THE REQUEST: Copy the listing below, replacing every "Give one point" with "Mark one point" and leaving everything else unchanged.

----------------------------------------

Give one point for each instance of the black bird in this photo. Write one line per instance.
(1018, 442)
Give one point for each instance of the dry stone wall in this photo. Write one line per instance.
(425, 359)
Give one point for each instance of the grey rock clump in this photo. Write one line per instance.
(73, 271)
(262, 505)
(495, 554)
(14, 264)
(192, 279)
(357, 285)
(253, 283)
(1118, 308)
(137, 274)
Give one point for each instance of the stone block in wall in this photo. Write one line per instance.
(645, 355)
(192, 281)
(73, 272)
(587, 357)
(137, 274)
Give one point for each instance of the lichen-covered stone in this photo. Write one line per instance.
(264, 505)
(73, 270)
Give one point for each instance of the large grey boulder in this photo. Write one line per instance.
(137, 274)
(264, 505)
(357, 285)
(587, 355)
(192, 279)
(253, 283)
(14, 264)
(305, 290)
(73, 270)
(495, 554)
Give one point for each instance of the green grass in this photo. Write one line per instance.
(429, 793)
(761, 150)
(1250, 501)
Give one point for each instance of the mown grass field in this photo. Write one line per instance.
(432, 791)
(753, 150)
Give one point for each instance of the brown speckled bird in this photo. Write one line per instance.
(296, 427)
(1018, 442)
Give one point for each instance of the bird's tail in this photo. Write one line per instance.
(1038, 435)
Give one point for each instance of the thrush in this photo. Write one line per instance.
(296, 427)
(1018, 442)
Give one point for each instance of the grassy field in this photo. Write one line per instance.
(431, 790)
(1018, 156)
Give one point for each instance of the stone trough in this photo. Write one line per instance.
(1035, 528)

----------------------------------------

WORKED SOLUTION:
Mark one point for each instance of the black bird in this photo. Write one line per instance.
(1018, 442)
Mark one point for each instance of the dry stone wall in this photo. Write one line per instance.
(425, 359)
Mark one point for each instance of the grey rock clump in this photo. Write one line per instance.
(73, 271)
(262, 505)
(495, 554)
(14, 264)
(192, 279)
(357, 285)
(253, 283)
(1118, 308)
(137, 274)
Mark one point for each instance of the stone block in wall in this photo. Write one line per instance.
(645, 355)
(192, 281)
(73, 272)
(587, 357)
(137, 274)
Mark one point for each instance of the lichen-covered stone in this photo. Write one line per instance.
(264, 505)
(73, 270)
Mark one point for each instance of the large grey boulder in this photo. Write one line per instance.
(137, 274)
(264, 505)
(357, 285)
(587, 355)
(192, 279)
(253, 283)
(14, 264)
(305, 290)
(73, 270)
(495, 554)
Mark one point for each instance of the green grass in this photo. Write one line per instance.
(429, 793)
(761, 150)
(1250, 501)
Mark one point for each instance of the mown grass field in this photo. Write one line per instance.
(432, 791)
(753, 150)
Mark one point for each instance of the brown speckled bird in this photo. Write one line per instance.
(296, 427)
(1018, 442)
Mark one point for each instance of the bird's tail in this photo. Write one line per instance.
(1038, 435)
Mark one point for each instance of the thrush in this photo. Write one line per instance.
(296, 427)
(1018, 442)
Mark one point for each instance of the grassy field in this photo. Write one line per instance.
(431, 790)
(1018, 156)
Mark one point for each instance of the stone trough in this photo. Write one line per instance.
(1035, 528)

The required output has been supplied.